§ Work to complete:
Repeat the data exactly, every last line of it.

§ Data to use:
• • •

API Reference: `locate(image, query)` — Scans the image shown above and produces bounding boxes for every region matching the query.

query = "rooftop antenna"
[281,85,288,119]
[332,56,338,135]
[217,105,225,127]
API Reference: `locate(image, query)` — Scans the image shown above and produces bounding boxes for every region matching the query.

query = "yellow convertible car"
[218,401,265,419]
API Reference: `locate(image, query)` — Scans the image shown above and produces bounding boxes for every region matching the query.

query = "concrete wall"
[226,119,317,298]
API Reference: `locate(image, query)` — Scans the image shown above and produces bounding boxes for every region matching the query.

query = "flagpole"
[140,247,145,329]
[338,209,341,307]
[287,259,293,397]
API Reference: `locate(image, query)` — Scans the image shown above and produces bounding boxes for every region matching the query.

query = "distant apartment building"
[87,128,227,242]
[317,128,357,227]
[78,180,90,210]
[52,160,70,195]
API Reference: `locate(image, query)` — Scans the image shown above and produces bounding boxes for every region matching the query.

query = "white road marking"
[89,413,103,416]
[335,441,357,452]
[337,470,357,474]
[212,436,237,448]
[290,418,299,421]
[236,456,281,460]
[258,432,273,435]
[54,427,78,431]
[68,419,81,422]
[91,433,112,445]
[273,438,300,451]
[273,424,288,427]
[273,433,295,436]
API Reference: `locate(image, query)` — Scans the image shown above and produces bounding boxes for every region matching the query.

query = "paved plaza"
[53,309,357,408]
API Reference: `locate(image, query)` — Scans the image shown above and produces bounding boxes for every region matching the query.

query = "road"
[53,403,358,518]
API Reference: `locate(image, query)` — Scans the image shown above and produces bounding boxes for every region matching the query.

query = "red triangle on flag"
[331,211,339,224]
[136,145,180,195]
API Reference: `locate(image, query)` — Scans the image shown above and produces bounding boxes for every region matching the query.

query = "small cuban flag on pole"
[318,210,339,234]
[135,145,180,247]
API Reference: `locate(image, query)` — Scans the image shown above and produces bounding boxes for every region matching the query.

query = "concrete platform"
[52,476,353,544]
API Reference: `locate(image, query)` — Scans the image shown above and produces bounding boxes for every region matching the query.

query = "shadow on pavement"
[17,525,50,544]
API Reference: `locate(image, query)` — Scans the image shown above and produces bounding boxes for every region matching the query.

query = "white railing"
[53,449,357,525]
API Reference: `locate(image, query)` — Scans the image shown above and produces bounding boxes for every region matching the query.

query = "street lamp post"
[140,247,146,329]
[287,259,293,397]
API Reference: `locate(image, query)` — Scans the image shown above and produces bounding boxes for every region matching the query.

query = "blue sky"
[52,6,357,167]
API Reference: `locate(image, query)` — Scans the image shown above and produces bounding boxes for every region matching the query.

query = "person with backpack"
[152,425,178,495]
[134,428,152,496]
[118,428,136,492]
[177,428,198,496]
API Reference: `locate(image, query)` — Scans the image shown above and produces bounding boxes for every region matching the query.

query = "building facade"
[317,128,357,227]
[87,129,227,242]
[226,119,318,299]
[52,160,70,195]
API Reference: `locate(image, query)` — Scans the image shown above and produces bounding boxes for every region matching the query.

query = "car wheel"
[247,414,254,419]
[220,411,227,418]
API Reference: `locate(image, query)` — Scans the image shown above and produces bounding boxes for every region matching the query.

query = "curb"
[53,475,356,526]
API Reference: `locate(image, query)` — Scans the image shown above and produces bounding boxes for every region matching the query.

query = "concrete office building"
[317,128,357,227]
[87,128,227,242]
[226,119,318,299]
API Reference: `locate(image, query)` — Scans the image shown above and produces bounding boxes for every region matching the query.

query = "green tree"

• • •

§ Exercise solution:
API Reference: `locate(image, query)` — Scans the image shown above and produces bounding boxes for every region matching the query.

query = "rooftop antenna"
[281,85,288,119]
[332,56,338,135]
[217,105,225,127]
API Reference: `locate(image, query)` — Scans the image shown above and produces bounding boxes for every region matching the query.

query = "yellow convertible car"
[218,401,265,419]
API Reference: `locate(image, query)` — Scans the image shown above and produces bounding boxes for every region matching the query.

query = "concrete wall"
[226,119,317,298]
API Reference: `locate(image, query)` — Scans the image shown above and produces bounding boxes for every region matching the query.

query = "flagpole"
[140,247,145,329]
[338,209,341,307]
[287,259,293,397]
API Reference: `locate(image, query)` — Scans the image shown above and produces bounding boxes for every region matching the query.

query = "distant apartment building"
[87,128,227,242]
[317,128,357,227]
[78,180,90,210]
[52,160,70,195]
API Reference: `locate(image, query)` — Scans the image shown above and produces bounding boxes for every region matching the query.

query = "white road marking"
[89,413,103,416]
[335,441,357,452]
[337,470,357,474]
[212,436,237,448]
[290,418,299,421]
[236,456,281,460]
[258,432,273,435]
[54,427,78,431]
[68,419,81,422]
[91,433,112,445]
[273,438,300,451]
[273,424,288,427]
[273,433,295,436]
API Reference: `locate(image, query)` — Scans the image shown above and produces bounding boxes for every region matching the query.

query = "paved plaza"
[53,309,357,408]
API Reference: `locate(image, query)` — Scans the image shown above and produces bounding boxes for every region matching the query.

query = "road"
[53,403,358,518]
API Reference: `locate(image, query)` — Scans the image shown above and produces bounding boxes for every region matching the query.

query = "red triangle on flag"
[331,211,339,224]
[136,145,180,195]
API Reference: `locate(image, query)` — Scans the image shown above and produces bounding boxes for every region matching the query.

query = "small cuban flag on pole"
[318,210,339,234]
[135,145,180,247]
API Reference: `locate(image, query)` — Scans the image shown above and produces bounding boxes for every region matching the query.

query = "concrete platform"
[52,476,353,544]
API Reference: `locate(image, query)` — Scans the image shown above and produces bounding boxes for every region matching the query.

query = "shadow on pavement"
[17,525,50,544]
API Reference: `locate(image, query)` — Scans the image shown above and produces bounding boxes for every region matching the query.

query = "white railing"
[53,449,357,525]
API Reference: `locate(image, query)` — Scans the image shown above and produces bounding boxes for every region matching the query.

query = "street lamp post"
[140,247,146,329]
[287,259,293,397]
API Reference: `locate(image, query)` — Scans the image shown above and produces bounding boxes for every region matching the query.

query = "blue sky"
[52,6,357,167]
API Reference: `locate(image, query)` — Scans the image shown above and produces bounding boxes for every region matching the query.

query = "person with backpack"
[152,425,178,495]
[134,428,152,496]
[118,428,136,492]
[177,428,198,496]
API Reference: `locate(image, query)` — Scans the image shown above and produces bounding boxes for every region matching the query.

query = "building facade"
[317,128,357,227]
[87,129,227,242]
[226,119,318,299]
[52,160,70,195]
API Reference: `locate(image, query)` — Scans the image shown above and produces bounding boxes for every region matching the query.

query = "car wheel"
[247,414,254,419]
[220,411,227,418]
API Reference: `locate(image, query)` — Scans the image shown above and produces bounding boxes for every region matching the query.

query = "curb"
[53,475,356,526]
API Reference: `locate(image, query)` — Scans the image shown above and produces bounding boxes for every region matching the query.

query = "concrete office building"
[317,128,357,227]
[87,128,227,242]
[226,119,318,299]
API Reference: `locate(image, query)` — Scans the image shown above and produces bounding boxes for every region matching the query.

query = "green tree"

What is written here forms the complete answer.